Ada kecenderungan yang masih memerlukan penelitian, terjadi kejenuhan dalam membaca koran. Seorang ibu rumah tangga mengatakan ia hanya tertarik membaca berita-berita ringan, berita-berita hiburan dan kecelakaan serta kriminalitas sebab, katanya, berita-berita lain dianggap tidak menarik.

Ini dapat dibuktikan bahwa harapan Unesco sebuah koran dapat dibaca oleh sepuluh penduduk belum pernah tercapai dan kini jumlah oplaag koran kita masih sekitar 3 juta. Bila harapan lembaga PBB itu akan tercapai berarti oplaag tersebut sudah harus puluhan juta.

Pembatasan-pembatasan redaksionil agaknya dapat dicatat masih tetap pada keinginan Pemerintah agar bersama-sama dengan pers menjaga kestabilan di berbagai bidang. Keinginan ini disampaikan dengan “telepon” dan “himbauan” serta “off the record” tapi dalam forum-forum resmi muncul pernyataan-pernyataan yang bertentangan dari keinginan itu.

Kehidupan pers menjadi “tidak bebas” tetapi “bertanggungjawab” terhadap keinginan “telepon”. Ia berdiri di tengah hak masyarakat untuk memperoleh indormasi di tengah keberadaan dirinya yang tidak punya kekuatan apa-apa. Alasan untuk menyebut ketidak adaan kekuatan itu antara lain ialah belum disempurnakannya UUP Pokok Pers.

Seorang pimpinan beberapa kali dalam tahun ini, sama seperti tahun sebelumnya, mengingatkan wartawan-wartawan dan redaktur-redakturnya untuk tidak terlalu berani, tetapi lebih memikirkan segi “survive” dari pada mementingkah hak pembacanya. Bila anda dibreidel, belum tentu barisan yang mengantar mayat koran anda ke pekuburan akan cukup panjang, katanya.

- **Soal Singkat A**:
Tuliskan kembali teks tentang pers secara persis, seluruhnya mulai dari "Ini dapat dibuktikan" sampai ke "harus puluhan juta.".
Teks tentang pers di atas tidak berkaitan dengan entri-entri berikut.

- **Data untuk Diolah**:
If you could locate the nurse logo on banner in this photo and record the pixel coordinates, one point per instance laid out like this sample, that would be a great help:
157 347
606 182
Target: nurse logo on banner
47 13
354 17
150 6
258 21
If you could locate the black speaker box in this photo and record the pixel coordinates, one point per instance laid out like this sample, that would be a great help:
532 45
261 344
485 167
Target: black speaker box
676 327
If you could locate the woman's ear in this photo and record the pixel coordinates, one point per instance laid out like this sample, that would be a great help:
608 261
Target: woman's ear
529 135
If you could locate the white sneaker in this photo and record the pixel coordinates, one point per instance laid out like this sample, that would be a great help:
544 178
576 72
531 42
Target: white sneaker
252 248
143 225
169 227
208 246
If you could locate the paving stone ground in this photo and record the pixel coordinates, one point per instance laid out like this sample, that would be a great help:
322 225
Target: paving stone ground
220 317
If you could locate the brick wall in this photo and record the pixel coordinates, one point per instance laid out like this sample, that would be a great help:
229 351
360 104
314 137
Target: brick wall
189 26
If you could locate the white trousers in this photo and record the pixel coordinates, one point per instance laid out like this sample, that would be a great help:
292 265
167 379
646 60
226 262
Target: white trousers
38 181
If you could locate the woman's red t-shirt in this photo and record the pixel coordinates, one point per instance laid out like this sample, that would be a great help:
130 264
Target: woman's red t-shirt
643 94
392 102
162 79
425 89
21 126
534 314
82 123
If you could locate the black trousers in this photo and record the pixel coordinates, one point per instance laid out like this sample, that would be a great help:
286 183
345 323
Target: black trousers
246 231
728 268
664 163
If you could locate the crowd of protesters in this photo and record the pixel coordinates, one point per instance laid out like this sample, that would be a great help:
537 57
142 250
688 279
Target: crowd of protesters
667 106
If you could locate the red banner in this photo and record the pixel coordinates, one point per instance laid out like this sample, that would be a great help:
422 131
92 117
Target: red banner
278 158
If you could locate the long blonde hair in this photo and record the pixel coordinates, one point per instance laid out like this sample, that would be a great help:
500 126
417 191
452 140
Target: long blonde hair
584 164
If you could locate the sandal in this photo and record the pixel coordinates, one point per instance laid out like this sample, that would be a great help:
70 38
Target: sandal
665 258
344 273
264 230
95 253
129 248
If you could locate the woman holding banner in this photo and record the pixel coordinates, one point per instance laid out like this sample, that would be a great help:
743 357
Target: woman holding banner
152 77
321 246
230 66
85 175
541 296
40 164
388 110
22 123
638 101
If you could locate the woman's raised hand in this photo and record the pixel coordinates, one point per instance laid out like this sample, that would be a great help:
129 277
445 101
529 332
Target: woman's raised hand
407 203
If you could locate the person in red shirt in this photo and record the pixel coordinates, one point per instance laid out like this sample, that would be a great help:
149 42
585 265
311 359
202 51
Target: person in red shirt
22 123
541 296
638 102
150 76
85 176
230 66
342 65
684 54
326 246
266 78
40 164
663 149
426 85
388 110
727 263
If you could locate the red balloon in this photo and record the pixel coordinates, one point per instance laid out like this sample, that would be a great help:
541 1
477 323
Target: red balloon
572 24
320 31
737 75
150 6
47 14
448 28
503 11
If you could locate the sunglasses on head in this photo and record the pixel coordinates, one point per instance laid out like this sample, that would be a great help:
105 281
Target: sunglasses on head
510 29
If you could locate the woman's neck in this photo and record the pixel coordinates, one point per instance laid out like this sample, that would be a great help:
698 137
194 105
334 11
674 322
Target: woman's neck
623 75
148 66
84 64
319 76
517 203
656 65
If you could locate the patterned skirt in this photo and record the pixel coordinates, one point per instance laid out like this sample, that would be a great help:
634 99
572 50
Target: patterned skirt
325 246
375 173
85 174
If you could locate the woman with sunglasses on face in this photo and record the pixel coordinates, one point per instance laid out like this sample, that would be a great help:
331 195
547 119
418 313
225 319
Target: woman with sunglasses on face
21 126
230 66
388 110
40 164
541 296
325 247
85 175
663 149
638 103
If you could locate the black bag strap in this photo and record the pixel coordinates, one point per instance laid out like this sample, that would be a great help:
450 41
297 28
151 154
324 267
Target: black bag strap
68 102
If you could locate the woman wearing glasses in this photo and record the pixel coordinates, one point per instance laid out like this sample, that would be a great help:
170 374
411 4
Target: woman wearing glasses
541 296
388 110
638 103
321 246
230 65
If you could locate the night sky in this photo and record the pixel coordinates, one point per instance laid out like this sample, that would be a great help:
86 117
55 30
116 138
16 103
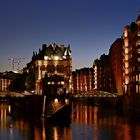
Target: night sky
89 26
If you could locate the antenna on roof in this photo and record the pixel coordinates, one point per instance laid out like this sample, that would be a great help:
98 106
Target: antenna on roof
16 60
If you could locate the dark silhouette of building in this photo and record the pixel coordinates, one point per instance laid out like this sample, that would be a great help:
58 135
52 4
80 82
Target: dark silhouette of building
102 73
82 80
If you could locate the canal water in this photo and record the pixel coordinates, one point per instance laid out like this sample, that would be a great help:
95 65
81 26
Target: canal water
88 122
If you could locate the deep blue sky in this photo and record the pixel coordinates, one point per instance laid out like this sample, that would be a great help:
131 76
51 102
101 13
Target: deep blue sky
89 26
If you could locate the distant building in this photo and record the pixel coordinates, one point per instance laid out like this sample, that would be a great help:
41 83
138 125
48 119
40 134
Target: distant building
82 80
6 79
131 58
48 64
116 60
102 73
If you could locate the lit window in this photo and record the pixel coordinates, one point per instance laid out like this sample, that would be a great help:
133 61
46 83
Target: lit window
56 57
45 57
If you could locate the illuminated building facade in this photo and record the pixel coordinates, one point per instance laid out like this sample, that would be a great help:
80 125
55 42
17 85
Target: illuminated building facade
115 54
52 62
6 79
102 73
82 80
131 58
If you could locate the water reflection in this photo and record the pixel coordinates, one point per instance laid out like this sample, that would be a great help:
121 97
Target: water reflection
93 122
88 122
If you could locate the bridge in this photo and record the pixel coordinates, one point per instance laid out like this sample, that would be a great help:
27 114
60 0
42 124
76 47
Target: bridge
4 95
96 94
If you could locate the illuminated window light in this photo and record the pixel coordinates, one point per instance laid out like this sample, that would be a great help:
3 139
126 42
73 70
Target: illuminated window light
45 57
56 57
56 100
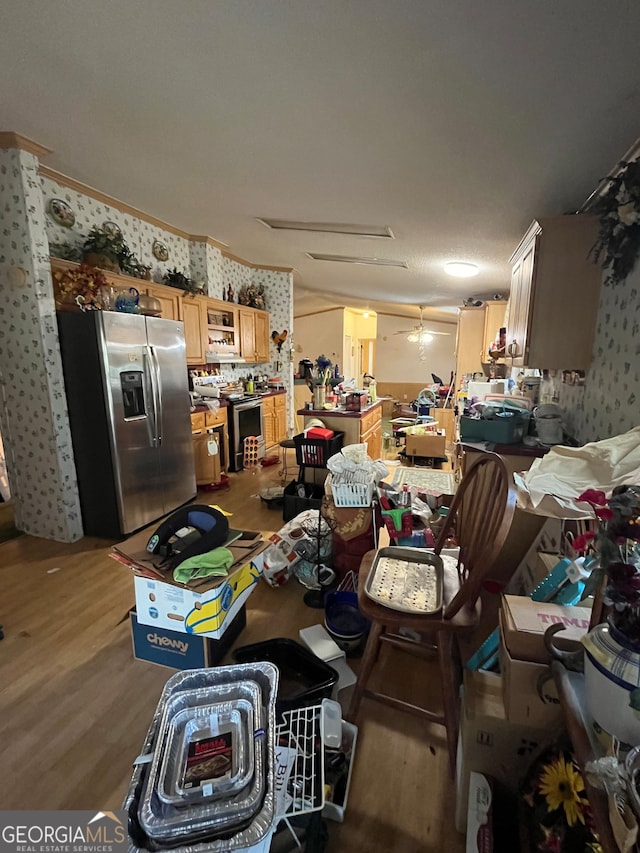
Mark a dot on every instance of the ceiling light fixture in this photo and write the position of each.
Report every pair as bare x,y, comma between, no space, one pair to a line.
461,269
328,227
352,259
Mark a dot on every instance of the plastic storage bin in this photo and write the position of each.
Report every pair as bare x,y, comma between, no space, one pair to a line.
304,678
314,452
295,503
501,430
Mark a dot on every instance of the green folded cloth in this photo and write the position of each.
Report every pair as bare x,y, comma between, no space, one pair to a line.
210,564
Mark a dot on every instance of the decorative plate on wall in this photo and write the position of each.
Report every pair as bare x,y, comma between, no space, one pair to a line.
160,250
61,212
112,229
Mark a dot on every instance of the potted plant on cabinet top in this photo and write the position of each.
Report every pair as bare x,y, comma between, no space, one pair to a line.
104,249
175,278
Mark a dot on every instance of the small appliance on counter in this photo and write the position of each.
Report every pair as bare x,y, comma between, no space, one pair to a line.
356,401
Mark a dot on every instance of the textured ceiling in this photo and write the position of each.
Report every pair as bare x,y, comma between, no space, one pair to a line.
453,122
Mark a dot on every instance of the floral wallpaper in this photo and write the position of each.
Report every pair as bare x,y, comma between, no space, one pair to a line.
33,418
139,234
609,402
198,262
215,275
279,298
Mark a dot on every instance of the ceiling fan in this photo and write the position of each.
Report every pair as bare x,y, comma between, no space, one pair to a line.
419,334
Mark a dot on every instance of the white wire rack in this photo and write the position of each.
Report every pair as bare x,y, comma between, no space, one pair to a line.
302,731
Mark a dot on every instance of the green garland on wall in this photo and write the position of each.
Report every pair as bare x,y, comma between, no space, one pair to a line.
618,209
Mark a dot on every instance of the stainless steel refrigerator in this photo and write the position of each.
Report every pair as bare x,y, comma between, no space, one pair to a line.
127,391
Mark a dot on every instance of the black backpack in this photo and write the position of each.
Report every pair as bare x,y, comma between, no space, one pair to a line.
191,530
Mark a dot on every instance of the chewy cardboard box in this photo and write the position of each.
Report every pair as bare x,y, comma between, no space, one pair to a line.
488,742
179,650
522,701
200,608
524,622
480,814
425,443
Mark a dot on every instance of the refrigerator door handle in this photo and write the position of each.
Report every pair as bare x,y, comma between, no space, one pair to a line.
158,397
152,416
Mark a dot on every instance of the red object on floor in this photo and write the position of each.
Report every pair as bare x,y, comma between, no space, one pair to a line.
223,483
270,460
320,432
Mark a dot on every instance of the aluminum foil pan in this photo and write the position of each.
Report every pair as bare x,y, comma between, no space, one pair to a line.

- **Soal Singkat B**:
Saring entri-entri di atas dan salin setiap baris yang memuat kata "night". Perbedaan huruf besar dan kecil diperhitungkan.

- **Hasil Latihan A**:
Ini dapat dibuktikan bahwa harapan Unesco sebuah koran dapat dibaca oleh sepuluh penduduk belum pernah tercapai dan kini jumlah oplaag koran kita masih sekitar 3 juta. Bila harapan lembaga PBB itu akan tercapai berarti oplaag tersebut sudah harus puluhan juta.

- **Hasil Latihan B**:
If you could locate the night sky in this photo and record the pixel coordinates, one point per instance laid out like this sample, that would be a great help:
Target: night sky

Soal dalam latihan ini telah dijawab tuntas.